▶ [Directions for this task]: Recast the items below as a numbered list, leaving out blank lines and the pictures.
## begin
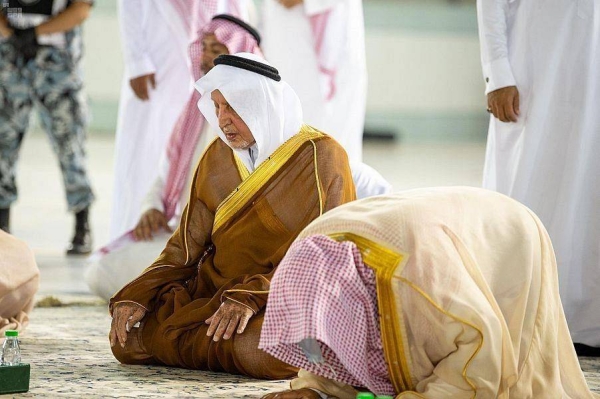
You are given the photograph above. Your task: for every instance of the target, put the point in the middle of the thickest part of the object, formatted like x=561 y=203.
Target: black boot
x=586 y=351
x=82 y=240
x=5 y=219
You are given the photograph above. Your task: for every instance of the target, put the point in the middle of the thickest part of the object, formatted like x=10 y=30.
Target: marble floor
x=40 y=216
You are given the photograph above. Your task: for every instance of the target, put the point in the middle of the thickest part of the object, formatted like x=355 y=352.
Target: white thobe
x=154 y=41
x=111 y=272
x=289 y=45
x=548 y=160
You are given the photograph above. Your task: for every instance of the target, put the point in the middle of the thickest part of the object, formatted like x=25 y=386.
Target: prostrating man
x=19 y=281
x=540 y=62
x=200 y=305
x=40 y=63
x=431 y=293
x=121 y=261
x=157 y=84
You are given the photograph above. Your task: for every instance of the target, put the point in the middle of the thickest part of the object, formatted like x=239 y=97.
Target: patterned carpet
x=69 y=354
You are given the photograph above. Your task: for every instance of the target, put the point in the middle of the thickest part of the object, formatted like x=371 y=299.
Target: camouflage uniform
x=53 y=83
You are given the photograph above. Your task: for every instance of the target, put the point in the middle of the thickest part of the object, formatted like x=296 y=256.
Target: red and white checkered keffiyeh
x=186 y=133
x=323 y=290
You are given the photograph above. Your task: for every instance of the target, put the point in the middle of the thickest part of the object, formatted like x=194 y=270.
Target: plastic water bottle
x=11 y=352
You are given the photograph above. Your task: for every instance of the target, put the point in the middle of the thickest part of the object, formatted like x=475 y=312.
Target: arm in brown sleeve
x=334 y=175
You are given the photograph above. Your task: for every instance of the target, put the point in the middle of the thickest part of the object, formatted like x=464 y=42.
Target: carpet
x=69 y=353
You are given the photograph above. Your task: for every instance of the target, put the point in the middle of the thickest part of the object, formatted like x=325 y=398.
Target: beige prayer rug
x=69 y=353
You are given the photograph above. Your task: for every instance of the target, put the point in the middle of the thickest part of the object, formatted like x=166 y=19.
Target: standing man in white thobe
x=319 y=48
x=158 y=82
x=541 y=63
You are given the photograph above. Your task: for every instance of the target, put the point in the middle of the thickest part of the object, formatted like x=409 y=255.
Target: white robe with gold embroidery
x=474 y=296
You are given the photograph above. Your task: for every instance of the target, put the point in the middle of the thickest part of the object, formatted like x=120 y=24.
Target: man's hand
x=231 y=315
x=5 y=30
x=504 y=103
x=151 y=222
x=125 y=315
x=303 y=393
x=140 y=84
x=290 y=3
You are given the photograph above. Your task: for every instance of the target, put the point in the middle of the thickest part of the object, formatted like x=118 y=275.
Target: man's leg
x=15 y=108
x=64 y=117
x=237 y=355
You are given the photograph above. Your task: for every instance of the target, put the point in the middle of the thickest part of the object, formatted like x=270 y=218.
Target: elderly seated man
x=432 y=293
x=200 y=305
x=19 y=281
x=125 y=258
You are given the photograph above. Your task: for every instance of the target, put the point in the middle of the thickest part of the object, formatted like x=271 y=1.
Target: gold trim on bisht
x=265 y=171
x=384 y=262
x=242 y=169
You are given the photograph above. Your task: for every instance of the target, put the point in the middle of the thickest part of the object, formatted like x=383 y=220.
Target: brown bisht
x=234 y=232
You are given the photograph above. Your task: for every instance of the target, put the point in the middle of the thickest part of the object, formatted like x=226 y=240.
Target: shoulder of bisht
x=238 y=199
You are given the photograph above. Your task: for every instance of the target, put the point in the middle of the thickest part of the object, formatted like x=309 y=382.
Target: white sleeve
x=312 y=7
x=493 y=37
x=137 y=60
x=153 y=198
x=368 y=182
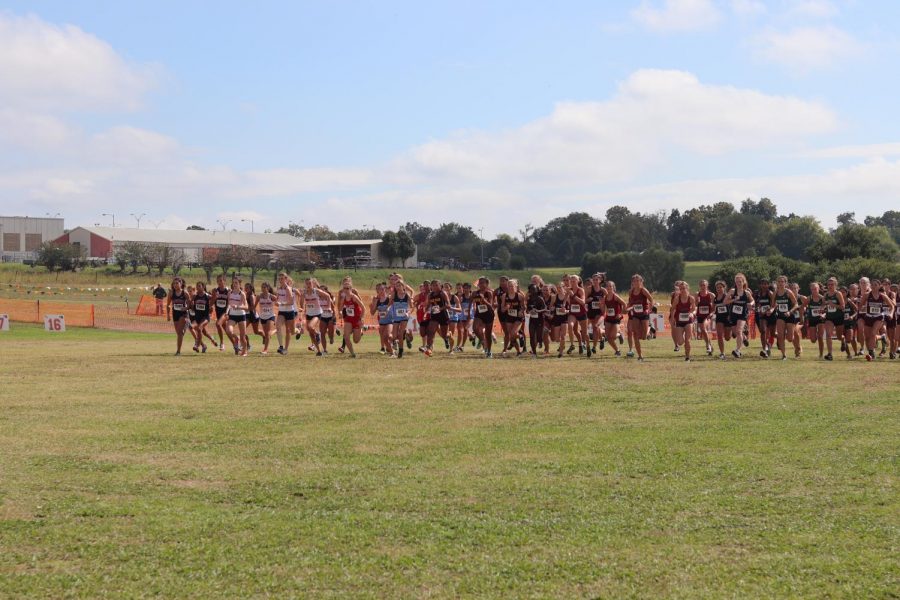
## end
▶ [Full answer]:
1. You are given the photograph above. Your task: for every instance of the target, put the point in the middle of the thickest part of the object, formatted like x=561 y=203.
2. Target: black boot
3. x=586 y=351
4. x=82 y=240
5. x=5 y=219
6. You are given the photograph above. Your task: for every instance of the target, put the point in the middle of the thickest part of the object, formatted like x=10 y=30.
7. Target: marble floor
8. x=40 y=216
9. You are given the photograph above. Your task: for every instance of the target, put the point in the middle of the thickest part of the object, formatted like x=355 y=352.
10. Target: white thobe
11. x=154 y=41
12. x=111 y=272
13. x=289 y=45
14. x=548 y=160
15. You are given the photograph above. Your task: for every instance of the target, put the point in the middle of the thickest part of the object, formatted like x=25 y=386.
16. Target: prostrating man
17. x=19 y=281
18. x=540 y=62
19. x=200 y=305
20. x=40 y=63
21. x=431 y=293
22. x=121 y=261
23. x=157 y=84
24. You are given the photograph above. Your task: for every instance of the target, put the point in the middle of the thickest part of the object, formatted like x=239 y=97.
25. Target: patterned carpet
26. x=69 y=354
27. You are given the photograph above. Your task: for every instance of the target, put the point in the middle of the thickest part of the object, formatted like x=371 y=299.
28. Target: camouflage uniform
29. x=53 y=83
30. You are given the photograph above. Your task: for every instance of the target, put the point in the middle of the thickest part of the object, formatted like x=296 y=256.
31. Target: red and white checkered keffiyeh
32. x=186 y=133
33. x=323 y=290
34. You are given the photograph above. Your task: for every instance of the target, put the point in the middle of the thickest part of the object, formatted like x=194 y=270.
35. Target: plastic water bottle
36. x=11 y=352
37. You are given the photograph above. Your task: for every instance of the target, put the point in the middle of the thickest part of the object, formatted like x=475 y=312.
38. Target: arm in brown sleeve
39. x=334 y=175
40. You are given the photograph above. Your task: for every instance of the target, put the point in the middle of the thickest part of the object, formatted like x=464 y=42.
41. Target: carpet
42. x=69 y=353
43. You are given the photograph above. Your task: for every instance of the target, put the point in the middle of the thickest part of the object, formatted like x=325 y=398.
44. Target: beige prayer rug
45. x=69 y=353
46. You are given the photograph above. Your task: for every instance of the target, put the point in the middle of the thickest part of the object, formatted like x=166 y=19.
47. Target: standing man in white thobe
48. x=319 y=48
49. x=158 y=82
50. x=541 y=63
51. You are given the photograph above. Your task: for every instance of the target, put the point in the middle of the thickest part of the object, formatted like x=409 y=255.
52. Target: white robe with gold embroidery
53. x=474 y=296
54. You are given the photograph above. Your task: for every instance of the target, put the point in the middle of the thickest part of the object, formatted like x=120 y=24.
55. Target: man's hand
56. x=231 y=315
57. x=5 y=30
58. x=504 y=103
59. x=151 y=222
60. x=125 y=315
61. x=303 y=393
62. x=140 y=84
63. x=290 y=3
64. You are given the photograph above. Your task: for every instance of the target, put the point in the middle of the thickest part of the object, formatted like x=118 y=275.
65. Target: man's leg
66. x=15 y=108
67. x=64 y=117
68. x=237 y=355
69. You are given the photograph above. Your task: for every instance of the target, put the point in the middle of the thickest part of the object, formatted like x=270 y=218.
70. Target: elderly seated man
71. x=432 y=293
72. x=200 y=305
73. x=19 y=281
74. x=125 y=258
75. You are given the photograph above. Your task: for every instance of the target, put the point in the middle of the thickest part of the object, formatted like x=271 y=1.
76. Target: gold trim on bisht
77. x=265 y=171
78. x=384 y=262
79. x=242 y=169
80. You are given the photograph above. Your task: for every instance of the target, put the point in the middle of the thickest part of the object, formatted like x=383 y=220.
81. Target: brown bisht
82. x=234 y=232
83. You are given the photograph above. Your task: for every instance of the target, put the point in the middle of the thickest part of the object, formatted like x=226 y=240.
84. Target: shoulder of bisht
85. x=238 y=199
86. You are given the photograph above. Your task: for every instance of the target, put the point in the middle of the thickest part of the object, formatted like x=309 y=382.
87. Target: white sleeve
88. x=312 y=7
89. x=493 y=37
90. x=137 y=60
91. x=153 y=198
92. x=368 y=182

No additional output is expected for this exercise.